»»
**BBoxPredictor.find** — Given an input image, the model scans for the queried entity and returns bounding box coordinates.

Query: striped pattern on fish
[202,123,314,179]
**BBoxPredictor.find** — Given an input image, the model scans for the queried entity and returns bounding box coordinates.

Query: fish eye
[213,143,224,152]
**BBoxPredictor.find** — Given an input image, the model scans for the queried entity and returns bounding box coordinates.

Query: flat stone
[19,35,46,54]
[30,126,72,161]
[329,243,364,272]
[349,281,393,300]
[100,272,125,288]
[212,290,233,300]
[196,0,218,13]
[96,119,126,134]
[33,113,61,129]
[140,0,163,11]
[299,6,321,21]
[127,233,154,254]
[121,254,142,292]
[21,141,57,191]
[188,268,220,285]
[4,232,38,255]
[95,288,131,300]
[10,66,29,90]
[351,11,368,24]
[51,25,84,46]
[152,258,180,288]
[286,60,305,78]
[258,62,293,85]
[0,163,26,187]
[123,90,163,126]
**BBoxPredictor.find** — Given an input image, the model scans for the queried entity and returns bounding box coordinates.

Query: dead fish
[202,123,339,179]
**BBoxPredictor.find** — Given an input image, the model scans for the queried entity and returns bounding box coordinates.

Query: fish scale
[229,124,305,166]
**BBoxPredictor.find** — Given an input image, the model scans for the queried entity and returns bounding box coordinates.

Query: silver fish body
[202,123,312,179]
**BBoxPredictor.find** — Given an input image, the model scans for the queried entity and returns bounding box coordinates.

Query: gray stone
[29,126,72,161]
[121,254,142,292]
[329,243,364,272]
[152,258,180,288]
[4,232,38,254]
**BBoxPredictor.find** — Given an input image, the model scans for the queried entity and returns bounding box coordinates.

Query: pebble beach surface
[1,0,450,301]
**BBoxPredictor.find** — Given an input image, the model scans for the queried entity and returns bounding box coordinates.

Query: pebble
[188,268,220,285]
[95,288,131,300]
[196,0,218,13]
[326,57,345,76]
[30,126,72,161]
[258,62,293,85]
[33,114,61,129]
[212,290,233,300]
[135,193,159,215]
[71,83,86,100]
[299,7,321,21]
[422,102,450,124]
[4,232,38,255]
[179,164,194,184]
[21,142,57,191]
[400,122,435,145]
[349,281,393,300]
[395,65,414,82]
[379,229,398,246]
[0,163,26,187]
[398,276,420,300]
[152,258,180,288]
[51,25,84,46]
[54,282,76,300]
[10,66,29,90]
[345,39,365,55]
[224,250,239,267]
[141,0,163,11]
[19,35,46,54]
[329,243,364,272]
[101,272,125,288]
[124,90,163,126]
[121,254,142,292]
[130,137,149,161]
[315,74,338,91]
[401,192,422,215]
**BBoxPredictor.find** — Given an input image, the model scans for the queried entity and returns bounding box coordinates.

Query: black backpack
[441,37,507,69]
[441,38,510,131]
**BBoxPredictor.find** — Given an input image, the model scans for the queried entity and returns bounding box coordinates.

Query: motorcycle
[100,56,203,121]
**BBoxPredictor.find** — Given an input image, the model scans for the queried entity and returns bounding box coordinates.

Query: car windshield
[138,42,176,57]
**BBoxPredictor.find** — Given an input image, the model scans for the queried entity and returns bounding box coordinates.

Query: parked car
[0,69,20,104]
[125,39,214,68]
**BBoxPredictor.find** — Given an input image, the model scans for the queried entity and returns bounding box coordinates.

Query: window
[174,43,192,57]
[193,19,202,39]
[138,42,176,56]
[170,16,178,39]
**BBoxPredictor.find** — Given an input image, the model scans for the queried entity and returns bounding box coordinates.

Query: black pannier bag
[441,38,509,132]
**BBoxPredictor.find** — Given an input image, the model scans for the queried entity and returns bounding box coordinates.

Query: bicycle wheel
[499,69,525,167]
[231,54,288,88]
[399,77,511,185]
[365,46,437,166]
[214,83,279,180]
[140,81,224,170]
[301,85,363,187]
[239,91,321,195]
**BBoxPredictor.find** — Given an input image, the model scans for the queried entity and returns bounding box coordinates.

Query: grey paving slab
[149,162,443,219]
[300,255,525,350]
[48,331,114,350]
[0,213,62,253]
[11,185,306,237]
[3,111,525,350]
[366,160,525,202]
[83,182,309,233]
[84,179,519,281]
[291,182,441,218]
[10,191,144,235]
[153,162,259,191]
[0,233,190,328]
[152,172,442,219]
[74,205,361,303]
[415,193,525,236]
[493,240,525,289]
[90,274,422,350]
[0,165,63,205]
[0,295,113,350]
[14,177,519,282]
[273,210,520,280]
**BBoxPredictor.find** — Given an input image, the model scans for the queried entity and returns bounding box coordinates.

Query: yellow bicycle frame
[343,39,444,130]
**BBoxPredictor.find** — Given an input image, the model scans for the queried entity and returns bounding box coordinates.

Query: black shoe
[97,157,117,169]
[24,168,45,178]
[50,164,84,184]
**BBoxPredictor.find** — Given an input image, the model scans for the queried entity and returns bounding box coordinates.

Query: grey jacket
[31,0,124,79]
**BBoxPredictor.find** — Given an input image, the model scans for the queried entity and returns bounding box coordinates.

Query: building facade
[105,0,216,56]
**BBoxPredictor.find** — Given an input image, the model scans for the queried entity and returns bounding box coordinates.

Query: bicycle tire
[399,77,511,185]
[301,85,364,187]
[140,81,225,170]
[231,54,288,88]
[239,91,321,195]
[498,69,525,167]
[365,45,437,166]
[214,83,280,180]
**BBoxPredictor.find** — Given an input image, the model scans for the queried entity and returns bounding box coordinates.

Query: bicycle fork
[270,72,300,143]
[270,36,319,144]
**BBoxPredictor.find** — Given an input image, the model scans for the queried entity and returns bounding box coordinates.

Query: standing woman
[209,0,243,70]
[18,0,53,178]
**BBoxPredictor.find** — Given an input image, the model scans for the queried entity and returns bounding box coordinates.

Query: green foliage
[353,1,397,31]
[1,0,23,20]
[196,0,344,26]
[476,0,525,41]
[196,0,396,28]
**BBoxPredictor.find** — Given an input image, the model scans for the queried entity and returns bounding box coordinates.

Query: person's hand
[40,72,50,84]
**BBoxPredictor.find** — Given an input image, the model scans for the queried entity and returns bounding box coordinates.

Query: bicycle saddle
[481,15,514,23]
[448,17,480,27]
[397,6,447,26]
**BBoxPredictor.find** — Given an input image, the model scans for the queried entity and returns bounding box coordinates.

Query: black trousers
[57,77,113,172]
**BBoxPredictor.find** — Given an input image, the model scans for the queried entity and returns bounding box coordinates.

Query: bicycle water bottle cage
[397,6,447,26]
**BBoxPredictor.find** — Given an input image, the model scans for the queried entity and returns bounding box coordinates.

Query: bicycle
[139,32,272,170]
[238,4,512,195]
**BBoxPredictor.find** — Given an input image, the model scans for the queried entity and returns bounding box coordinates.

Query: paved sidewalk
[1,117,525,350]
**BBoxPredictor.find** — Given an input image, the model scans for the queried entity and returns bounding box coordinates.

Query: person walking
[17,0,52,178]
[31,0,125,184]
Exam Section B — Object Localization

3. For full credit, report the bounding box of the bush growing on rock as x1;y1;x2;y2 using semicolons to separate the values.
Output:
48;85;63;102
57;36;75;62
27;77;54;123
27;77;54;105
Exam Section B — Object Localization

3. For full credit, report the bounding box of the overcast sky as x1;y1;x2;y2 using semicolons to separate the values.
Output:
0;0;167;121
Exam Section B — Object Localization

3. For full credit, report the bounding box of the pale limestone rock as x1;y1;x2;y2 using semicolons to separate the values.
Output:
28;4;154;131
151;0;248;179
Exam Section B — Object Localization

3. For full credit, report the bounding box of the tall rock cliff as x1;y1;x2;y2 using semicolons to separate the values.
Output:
««
Set the records down again in full, exactly as they read.

**BBoxPredictor.find** — Given an input image, the model scans for the queried entity and returns bounding box coordinates.

Query: striped pattern on fish
[202,123,314,179]
**BBoxPredictor.find** — Given an input image, the model scans for the queried entity and returns bounding box coordinates.

Query: fish eye
[213,143,224,152]
**BBoxPredictor.find** — Given an input image, the model scans for the queried entity and returns bounding box coordinates.

Query: flat stone
[19,35,46,54]
[30,126,72,161]
[329,243,364,272]
[349,281,393,300]
[100,272,125,288]
[212,290,233,300]
[196,0,218,13]
[96,119,126,134]
[33,113,61,129]
[140,0,163,11]
[299,6,321,21]
[127,233,154,254]
[121,254,142,292]
[21,141,57,191]
[188,268,220,285]
[4,232,38,255]
[95,288,131,300]
[10,66,29,90]
[351,11,368,24]
[51,25,84,46]
[152,258,180,288]
[286,60,305,78]
[258,62,293,85]
[0,163,26,187]
[123,90,163,126]
**BBoxPredictor.find** — Given an input image, the model scans for the queried entity and returns bounding box coordinates.

Query: dead fish
[202,123,339,179]
**BBoxPredictor.find** — Given an input image, the model scans for the queried entity and returns bounding box coordinates.

Query: fish scale
[229,124,305,166]
**BBoxPredictor.find** — Given an input image, the model scans for the queried entity and returns bounding box coordinates.

Query: silver fish body
[202,123,312,179]
**BBoxPredictor.find** — Given an input image, the model scans for the queried entity and returns bounding box coordinates.

Query: gray stone
[29,126,72,161]
[121,254,142,292]
[329,243,364,272]
[152,258,180,288]
[4,232,38,254]
**BBoxPredictor.find** — Given an input image, the model scans for the queried entity and returns bounding box coordinates.

Query: pebble beach surface
[1,0,450,301]
**BBoxPredictor.find** — Given an input image, the model scans for the queried entity and returns bounding box coordinates.

Query: pebble
[188,268,220,285]
[95,288,131,300]
[196,0,218,13]
[326,57,345,76]
[30,126,72,161]
[258,62,293,85]
[33,114,61,129]
[212,290,233,300]
[135,193,159,215]
[71,83,86,100]
[299,7,321,21]
[422,102,450,124]
[4,232,38,255]
[179,164,194,184]
[21,142,57,191]
[400,122,435,145]
[349,281,393,300]
[395,65,414,82]
[379,229,398,246]
[0,163,26,187]
[398,276,420,300]
[152,258,180,288]
[51,25,84,46]
[54,282,76,300]
[10,66,29,90]
[345,39,365,55]
[224,250,239,267]
[141,0,163,11]
[19,35,46,54]
[329,243,364,272]
[101,272,125,288]
[124,90,163,126]
[121,254,142,292]
[130,137,149,161]
[315,74,338,91]
[401,192,422,215]
**BBoxPredictor.find** — Given an input image, the model scans for the queried entity and returns bounding box coordinates.

Query: black backpack
[441,37,507,69]
[441,38,510,131]
**BBoxPredictor.find** — Given an input image, the model scans for the queried entity and returns bounding box coordinates.

Query: motorcycle
[100,56,203,121]
**BBoxPredictor.find** — Given an input image, the model scans for the queried entity and returns bounding box coordinates.

Query: car windshield
[138,42,176,57]
**BBoxPredictor.find** — Given an input image, the model scans for the queried entity and returns bounding box coordinates.

Query: parked car
[0,69,20,104]
[125,39,214,68]
**BBoxPredictor.find** — Given an input image, the model scans for the queried entity and returns bounding box coordinates.

Query: window
[174,43,192,57]
[193,19,202,39]
[138,42,176,56]
[170,16,178,39]
**BBoxPredictor.find** — Given an input image, the model scans for the queried entity and returns bounding box coordinates.

Query: black pannier bag
[441,38,509,132]
**BBoxPredictor.find** — Given an input image, the model scans for the queried entity and returns bounding box coordinates.

Query: bicycle wheel
[499,69,525,167]
[231,54,288,88]
[399,77,511,185]
[365,46,437,166]
[214,83,279,180]
[140,81,224,170]
[301,85,363,187]
[239,91,321,195]
**BBoxPredictor.find** — Given an input image, the model scans for the queried entity and returns bounding box coordinates.

Query: grey paving slab
[149,162,443,219]
[300,255,525,350]
[48,331,114,350]
[0,213,62,253]
[11,185,306,237]
[3,111,525,350]
[366,160,525,202]
[83,182,309,233]
[84,179,519,281]
[291,182,441,218]
[10,191,144,235]
[153,162,259,191]
[0,233,190,328]
[152,172,442,219]
[74,205,361,303]
[415,193,525,236]
[493,240,525,289]
[90,274,422,350]
[0,165,63,205]
[0,295,113,350]
[14,177,519,282]
[273,210,520,280]
**BBoxPredictor.find** — Given an input image, the model scans for the queried entity and returns bounding box coordinates.

Query: yellow bicycle frame
[343,39,444,130]
**BBoxPredictor.find** — Given an input image, the model scans for the queried entity and returns bounding box coordinates.

Query: black shoe
[97,157,117,169]
[24,168,45,178]
[50,164,84,184]
**BBoxPredictor.find** — Given an input image, the model scans for the queried entity and returns bounding box coordinates.

Query: grey jacket
[31,0,124,79]
**BBoxPredictor.find** — Given an input image, the model scans for the queried entity and returns bounding box coordinates.

Query: building facade
[105,0,216,56]
**BBoxPredictor.find** — Given an input image, the model scans for the queried entity and returns bounding box coordinates.

Query: bicycle tire
[399,77,511,185]
[301,85,364,187]
[140,81,225,170]
[231,54,288,88]
[239,91,321,195]
[498,69,525,167]
[365,45,437,166]
[214,83,280,180]
**BBoxPredictor.find** — Given an input image, the model scans for the queried entity and returns bounding box coordinates.

Query: bicycle fork
[270,72,300,143]
[270,36,319,144]
**BBoxPredictor.find** — Given an input image, the model scans for the queried entity and returns bounding box coordinates.

Query: standing woman
[209,0,243,70]
[18,0,53,178]
**BBoxPredictor.find** — Given an input image, the model scans for the queried entity and returns bounding box coordinates.

Query: green foliage
[353,1,397,31]
[1,0,23,20]
[196,0,344,26]
[476,0,525,41]
[196,0,396,28]
**BBoxPredictor.find** — Given an input image, the model scans for the queried entity and returns bounding box coordinates.

Query: person's hand
[40,72,50,84]
**BBoxPredictor.find** — Given an input image, the model scans for the queried entity and returns bounding box coordinates.

Query: bicycle saddle
[481,15,514,23]
[448,17,480,27]
[397,6,447,26]
**BBoxPredictor.find** — Given an input image, the model scans for the queried entity and returns bounding box coordinates.

Query: black trousers
[57,77,113,172]
**BBoxPredictor.find** — Given an input image, the model scans for the queried entity and returns bounding box coordinates.

Query: bicycle water bottle cage
[397,6,447,26]
**BBoxPredictor.find** — Given an input image, the model scans for the queried entity and returns bounding box coordinates.

Query: bicycle
[139,32,272,170]
[238,4,512,195]
**BBoxPredictor.find** — Given an input image, the model scans for the queried entity and returns bounding box coordinates.

Query: paved sidewalk
[1,117,525,350]
**BBoxPredictor.find** — Given an input image, the model scans for the queried entity and returns bounding box coordinates.

Query: person walking
[17,0,52,178]
[31,0,125,184]
Exam Section B — Object Localization

3. For full credit, report the bounding box of the bush growing on rock as x1;y1;x2;y2 using semicolons to separate the values.
Output:
48;85;63;102
57;36;75;62
27;77;54;123
27;77;54;105
Exam Section B — Object Localization

3. For full credit, report the bounding box of the overcast sky as x1;y1;x2;y2 using semicolons to separate the values.
Output:
0;0;167;121
Exam Section B — Object Localization

3. For full credit, report the bounding box of the pale limestone rock as x1;y1;x2;y2 using semicolons to separate the values.
Output:
28;4;154;131
151;0;248;179
Exam Section B — Object Localization

3. For full credit, report the bounding box of the tall rock cliff as x1;y1;x2;y2 using semicolons to separate the values.
Output:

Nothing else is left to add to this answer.